▶ [LIST OF TASKS]
1/ How does the text on text encoding define a "text"?
2/ From the text on text encoding, reproduce word for word the passage starting at "<l>Hwæt! we Gar-dena" and ending at "of complex material....".

In order to talk about texts, markup and encoding of texts, we need to understand what we mean by these basic concepts. When we talk about text encoding, what do we mean by a text? What is in a text and what assumptions do we make in reading them?

1.1. What's in a text?

1.2. What's in a text (2)?

1.3. What's in a text (3)?

1.4. The ontology of text

Where is the text?
  • in the shape of letters and their layout?
  • in the original from which this copy derives?
  • in the stories we read into it? or in its author's intentions?

A "text" is an abstraction, created by or for a community of readers. Markup encodes and makes concrete such abstractions.

1.5. Encoding of texts

  • Texts are more than sequences of encoded glyphs
    • They have structure and content
    • They also have multiple readings
  • Encoding, or markup, is a way of making these things explicit

Only that which is explicit can be reliably processed

1.6. Styles of markup

  • In the beginning there was procedural markup
    RED INK ON; print balance; RED INK OFF
  • which being generalised became descriptive markup <balance type='overdrawn'>some numbers</balance>
  • also known as encoding or annotation

descriptive markup allows for easier re-use of data

1.7. What's the point of markup?

  • To make explicit (to a machine) what is implicit (to a person)
  • To add value by supplying multiple annotations
  • To facilitate re-use of the same material
    • in different formats
    • in different contexts
    • by different users

It's (usually) more useful to markup what we think things are than what they look like

1.8. Separation of form and content

  • Presentational markup cares more about fonts and layout than meaning
  • Descriptive markup says what things are, and leaves the rendition of them for a separate step
  • Separating the form of something from its content makes its re-use more flexible
  • It also allows easy changes of presentation across a large number of documents

1.9. Markup as a scholarly activity

  • The application of markup to a document can be an intellectual activity
  • In deciding what markup to apply, and how this represents the original, one is undertaking the task of an editor
  • There is (almost) no such thing as neutral markup -- all of it involves interpretation
  • Markup can assist in answering research questions, and the deciding what markup is needed to enable such questions to be answered can be a research activity in itself
  • Good textual encoding is never as easy or quick as people would believe
  • Detailed document analysis is needed before encoding for the resulting markup to be useful

1.10. What does markup capture?

<hi rend="dropcap">H</hi>&amp;WYN;ÆT WE GARDE <lb/>na in gear-dagum þeod-cyninga <lb/>þrym gefrunon,
hu ða æþelingas <lb/>ellen fremedon. oft scyld scefing sceaþe
<lb/>þreatum, moneg<expan>um</expan> mægþum meodo-setl
</damage>teah ...
 <l>Hwæt! we Gar-dena in gear-dagum</l>
 <l>þeod-cyninga þrym gefrunon,</l>
 <l>hu ða æþelingas ellen fremedon,</l>
 <l>Oft Scyld Scefing sceaþena þreatum,</l>
 <l>monegum mægþum meodo-setla ofteah;</l>
 <l>egsode Eorle, syððan ærest wearþ</l>
 <l>feasceaft funden...</l>

1.11. A useful mental exercise

Imagine you are going to markup several thousand pages of complex material....
  • Which features are you going to markup?
  • Why are you choosing to markup this feature?
  • How reliably and consistently can you do this?

[Collection entries]
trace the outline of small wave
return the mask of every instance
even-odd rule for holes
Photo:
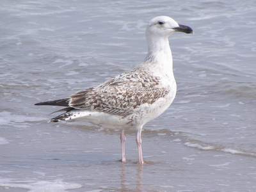
[[[19,188],[29,189],[28,191],[43,192],[65,192],[67,189],[77,189],[82,187],[76,183],[65,182],[56,180],[54,181],[46,180],[15,180],[10,179],[0,179],[0,186],[4,188]]]
[[[186,146],[196,148],[203,150],[216,150],[223,152],[231,154],[242,155],[256,157],[256,153],[253,152],[246,152],[242,150],[237,150],[234,148],[226,148],[221,146],[214,146],[213,145],[202,143],[202,142],[197,141],[193,142],[188,141],[184,143]]]

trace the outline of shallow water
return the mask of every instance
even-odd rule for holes
[[[255,1],[2,1],[0,191],[255,191]],[[166,15],[178,92],[145,127],[137,164],[119,132],[49,124],[65,97],[142,61],[145,24]]]

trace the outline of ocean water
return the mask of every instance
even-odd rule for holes
[[[176,99],[128,132],[51,124],[35,106],[132,69],[145,25],[168,15]],[[0,191],[256,191],[255,1],[1,1]]]

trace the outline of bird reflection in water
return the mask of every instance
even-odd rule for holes
[[[131,191],[136,191],[136,192],[142,192],[142,179],[143,179],[143,166],[138,164],[137,168],[136,169],[136,188],[134,189],[128,188],[129,186],[131,185],[127,183],[127,180],[126,179],[126,168],[125,164],[122,163],[120,172],[120,182],[121,182],[121,189],[120,191],[122,192],[131,192]],[[133,186],[133,185],[132,185]]]

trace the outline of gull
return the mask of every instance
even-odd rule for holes
[[[176,95],[177,85],[168,40],[175,32],[193,33],[193,30],[178,24],[171,17],[154,17],[146,29],[148,54],[144,61],[134,69],[67,98],[35,105],[65,107],[57,111],[65,113],[52,118],[52,122],[84,120],[120,129],[123,163],[126,162],[125,130],[134,129],[137,132],[139,163],[143,164],[143,127],[166,110]]]

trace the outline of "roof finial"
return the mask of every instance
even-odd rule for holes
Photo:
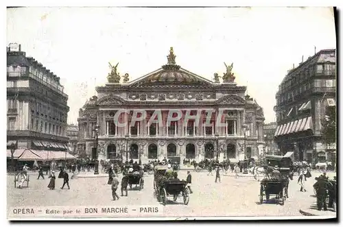
[[[176,58],[176,56],[174,54],[173,47],[170,47],[169,55],[167,56],[167,58],[168,59],[168,64],[176,64],[175,58]]]

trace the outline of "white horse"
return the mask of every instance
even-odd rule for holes
[[[262,175],[264,176],[265,175],[265,169],[263,167],[255,166],[248,169],[248,172],[254,175],[254,178],[259,181],[259,176]]]
[[[18,188],[23,187],[23,184],[25,180],[27,180],[27,172],[21,171],[16,176],[16,182],[19,182],[18,184]]]

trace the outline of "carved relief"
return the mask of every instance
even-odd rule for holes
[[[135,100],[135,99],[138,99],[139,97],[139,96],[137,94],[130,94],[129,95],[129,99],[132,99],[132,100]]]
[[[197,101],[202,100],[202,94],[196,94],[196,99]]]
[[[158,95],[158,100],[159,101],[165,101],[165,94]]]
[[[246,112],[246,121],[252,121],[254,113],[251,112]]]
[[[176,95],[175,94],[172,94],[172,93],[168,94],[167,97],[169,99],[174,99],[176,98]]]
[[[178,94],[178,100],[181,101],[185,99],[185,95],[183,94]]]
[[[139,97],[141,101],[145,101],[147,99],[147,95],[146,94],[141,94]]]
[[[218,100],[218,103],[221,104],[244,104],[245,101],[236,95],[226,95]]]

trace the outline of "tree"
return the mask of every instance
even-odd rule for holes
[[[336,107],[328,106],[322,121],[322,136],[327,144],[336,142]]]

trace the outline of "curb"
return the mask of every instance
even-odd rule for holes
[[[302,209],[300,209],[299,212],[300,213],[300,214],[302,214],[304,216],[319,216],[319,215],[314,215],[314,214],[309,213],[309,212],[304,211]]]

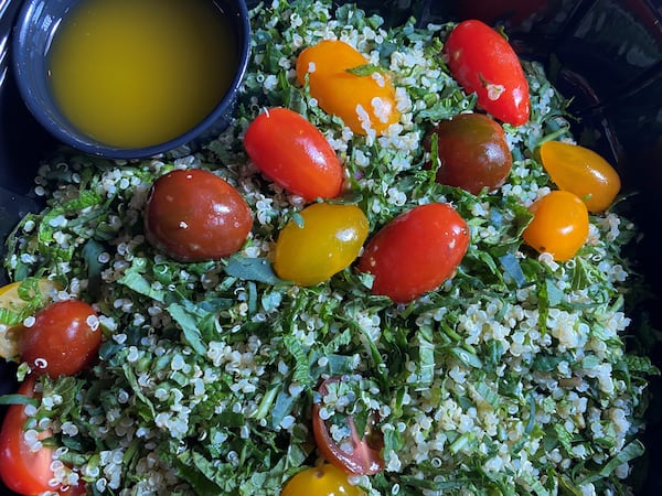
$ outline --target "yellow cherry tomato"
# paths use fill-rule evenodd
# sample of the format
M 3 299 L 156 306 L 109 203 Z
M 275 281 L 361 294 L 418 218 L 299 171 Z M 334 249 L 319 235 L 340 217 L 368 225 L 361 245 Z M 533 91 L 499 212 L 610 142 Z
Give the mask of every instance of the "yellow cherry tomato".
M 364 496 L 348 482 L 348 474 L 325 463 L 299 472 L 282 488 L 280 496 Z
M 579 196 L 588 212 L 602 212 L 620 191 L 616 170 L 587 148 L 546 141 L 541 145 L 541 161 L 558 188 Z
M 314 203 L 278 235 L 274 270 L 279 278 L 313 285 L 349 267 L 367 237 L 367 218 L 355 205 Z
M 297 79 L 309 78 L 310 95 L 325 112 L 340 117 L 359 134 L 377 134 L 399 120 L 395 88 L 383 71 L 352 74 L 370 62 L 351 45 L 324 40 L 305 48 L 297 58 Z
M 577 195 L 553 191 L 531 205 L 533 220 L 522 234 L 524 241 L 554 260 L 569 260 L 588 237 L 588 211 Z
M 47 279 L 29 279 L 26 281 L 12 282 L 0 288 L 0 357 L 17 359 L 19 356 L 18 338 L 14 332 L 22 326 L 24 311 L 39 310 L 52 301 L 52 293 L 57 291 L 57 284 Z M 25 315 L 28 316 L 28 315 Z M 19 320 L 19 322 L 12 322 Z

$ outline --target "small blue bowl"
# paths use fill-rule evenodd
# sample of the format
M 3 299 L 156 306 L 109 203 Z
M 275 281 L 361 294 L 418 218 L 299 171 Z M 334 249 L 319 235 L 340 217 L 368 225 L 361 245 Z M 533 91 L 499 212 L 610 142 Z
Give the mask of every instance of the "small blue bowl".
M 182 145 L 194 147 L 229 125 L 250 56 L 250 19 L 245 0 L 214 0 L 231 20 L 238 52 L 236 73 L 216 107 L 195 127 L 177 138 L 130 149 L 108 145 L 85 134 L 67 120 L 53 99 L 47 76 L 49 48 L 62 20 L 79 1 L 28 0 L 18 14 L 13 31 L 12 56 L 19 93 L 34 118 L 58 141 L 93 155 L 138 159 Z

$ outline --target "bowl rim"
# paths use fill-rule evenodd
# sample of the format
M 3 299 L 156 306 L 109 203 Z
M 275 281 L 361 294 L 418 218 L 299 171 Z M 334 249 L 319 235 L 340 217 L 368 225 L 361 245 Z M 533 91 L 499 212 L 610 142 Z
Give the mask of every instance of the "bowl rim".
M 76 3 L 79 1 L 82 0 L 75 0 Z M 211 1 L 218 7 L 216 0 Z M 157 144 L 137 148 L 121 148 L 104 144 L 94 140 L 93 138 L 86 137 L 84 132 L 81 132 L 81 136 L 67 132 L 49 115 L 44 107 L 36 104 L 39 98 L 35 96 L 35 90 L 32 85 L 29 84 L 28 78 L 23 76 L 24 67 L 28 64 L 26 60 L 29 53 L 29 51 L 24 47 L 31 20 L 35 13 L 39 15 L 43 8 L 44 0 L 24 1 L 13 23 L 13 30 L 11 33 L 11 65 L 13 68 L 13 77 L 19 88 L 19 94 L 21 95 L 21 98 L 23 99 L 30 114 L 42 127 L 53 134 L 55 139 L 92 155 L 104 157 L 107 159 L 142 159 L 147 157 L 159 155 L 161 153 L 166 153 L 192 143 L 200 138 L 201 134 L 204 134 L 205 130 L 211 129 L 221 118 L 232 112 L 234 101 L 236 100 L 236 93 L 241 89 L 242 83 L 248 69 L 248 64 L 250 61 L 252 36 L 248 8 L 246 6 L 246 0 L 231 1 L 236 3 L 237 12 L 236 14 L 233 12 L 225 12 L 225 14 L 232 17 L 233 25 L 236 29 L 235 34 L 237 37 L 237 53 L 239 56 L 235 75 L 225 95 L 216 104 L 216 106 L 193 128 L 175 138 Z M 57 23 L 54 24 L 56 25 Z

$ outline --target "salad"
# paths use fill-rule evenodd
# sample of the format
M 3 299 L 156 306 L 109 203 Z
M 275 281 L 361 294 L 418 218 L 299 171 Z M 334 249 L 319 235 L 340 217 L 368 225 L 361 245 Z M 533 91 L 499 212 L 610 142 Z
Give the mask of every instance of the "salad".
M 626 351 L 637 230 L 542 66 L 485 76 L 477 41 L 509 48 L 476 24 L 298 0 L 252 19 L 216 139 L 40 169 L 0 290 L 14 490 L 626 494 L 658 373 Z M 222 236 L 171 225 L 220 196 Z

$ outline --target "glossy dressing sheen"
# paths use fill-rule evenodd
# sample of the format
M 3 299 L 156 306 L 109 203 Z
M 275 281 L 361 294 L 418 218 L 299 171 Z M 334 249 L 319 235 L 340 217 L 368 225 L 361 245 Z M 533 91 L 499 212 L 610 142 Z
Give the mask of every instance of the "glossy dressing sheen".
M 83 0 L 54 35 L 52 90 L 85 134 L 121 148 L 158 144 L 222 99 L 235 43 L 212 0 Z

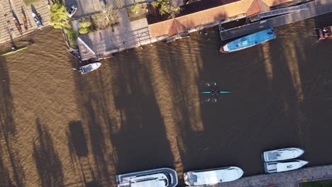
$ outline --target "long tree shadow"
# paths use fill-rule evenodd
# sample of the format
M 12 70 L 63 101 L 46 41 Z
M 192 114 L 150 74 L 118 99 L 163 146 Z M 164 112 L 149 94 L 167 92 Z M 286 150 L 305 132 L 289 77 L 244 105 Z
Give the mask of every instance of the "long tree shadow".
M 48 128 L 35 120 L 38 137 L 33 144 L 33 158 L 39 174 L 41 186 L 64 186 L 62 166 L 54 147 Z
M 121 118 L 118 130 L 110 128 L 118 174 L 173 165 L 164 119 L 140 52 L 121 53 L 111 65 L 117 72 L 112 86 L 116 88 L 114 102 Z
M 24 172 L 20 160 L 17 157 L 17 152 L 11 147 L 11 141 L 14 139 L 16 128 L 13 115 L 14 108 L 10 87 L 10 78 L 6 62 L 4 57 L 0 58 L 0 138 L 4 140 L 4 144 L 1 145 L 1 154 L 8 155 L 10 161 L 13 178 L 6 174 L 6 167 L 4 166 L 4 174 L 1 178 L 4 181 L 11 181 L 17 186 L 24 186 Z M 4 157 L 0 157 L 0 162 Z

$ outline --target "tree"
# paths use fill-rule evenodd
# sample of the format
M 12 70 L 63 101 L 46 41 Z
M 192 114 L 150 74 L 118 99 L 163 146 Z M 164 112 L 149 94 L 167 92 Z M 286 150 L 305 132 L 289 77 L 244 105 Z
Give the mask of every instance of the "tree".
M 153 3 L 159 8 L 159 13 L 161 16 L 168 14 L 169 18 L 173 18 L 180 11 L 180 8 L 173 6 L 171 0 L 157 0 Z
M 55 28 L 62 28 L 67 19 L 67 11 L 65 6 L 55 3 L 50 6 L 50 25 Z
M 107 5 L 106 6 L 105 11 L 103 11 L 104 15 L 105 15 L 104 18 L 106 18 L 109 22 L 111 23 L 118 23 L 118 14 L 117 10 L 114 10 L 113 6 L 111 5 Z
M 90 26 L 91 22 L 89 21 L 79 22 L 79 33 L 87 34 L 89 33 L 89 28 Z

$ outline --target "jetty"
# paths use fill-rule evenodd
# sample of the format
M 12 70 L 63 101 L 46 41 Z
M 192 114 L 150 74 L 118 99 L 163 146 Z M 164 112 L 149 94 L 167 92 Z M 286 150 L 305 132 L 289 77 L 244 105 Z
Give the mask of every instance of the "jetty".
M 275 16 L 282 11 L 286 13 L 287 11 L 292 11 L 287 14 L 264 19 L 252 23 L 247 23 L 244 26 L 231 29 L 223 29 L 222 23 L 221 23 L 219 24 L 220 38 L 221 40 L 229 40 L 261 31 L 269 28 L 275 28 L 332 12 L 332 0 L 316 0 L 298 6 L 296 8 L 298 10 L 295 11 L 294 11 L 294 10 L 290 10 L 294 8 L 289 7 L 263 13 L 258 16 L 260 16 L 261 18 L 265 18 L 265 16 L 266 17 L 269 13 L 270 15 L 267 16 Z
M 262 187 L 262 186 L 299 186 L 307 181 L 332 178 L 332 165 L 302 168 L 291 171 L 247 176 L 229 183 L 221 183 L 214 187 Z

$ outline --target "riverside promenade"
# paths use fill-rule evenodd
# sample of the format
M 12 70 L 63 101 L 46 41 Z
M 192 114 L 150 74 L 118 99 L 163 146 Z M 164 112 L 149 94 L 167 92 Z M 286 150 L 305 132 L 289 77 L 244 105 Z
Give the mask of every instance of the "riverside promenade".
M 308 8 L 220 31 L 221 40 L 248 35 L 269 28 L 289 24 L 332 11 L 332 0 L 315 0 L 306 4 Z M 219 26 L 220 28 L 220 26 Z
M 332 178 L 332 165 L 302 168 L 277 174 L 261 174 L 239 180 L 210 186 L 214 187 L 298 187 L 301 182 Z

▶ [TASK-BY-TASK RESULTS]
1/ A "text" is an abstraction, created by or for a community of readers.

2/
<l>Hwæt! we Gar-dena in gear-dagum</l>
 <l>þeod-cyninga þrym gefrunon,</l>
 <l>hu ða æþelingas ellen fremedon,</l>
 <l>Oft Scyld Scefing sceaþena þreatum,</l>
 <l>monegum mægþum meodo-setla ofteah;</l>
 <l>egsode Eorle, syððan ærest wearþ</l>
 <l>feasceaft funden...</l>

1.11. A useful mental exercise

Imagine you are going to markup several thousand pages of complex material....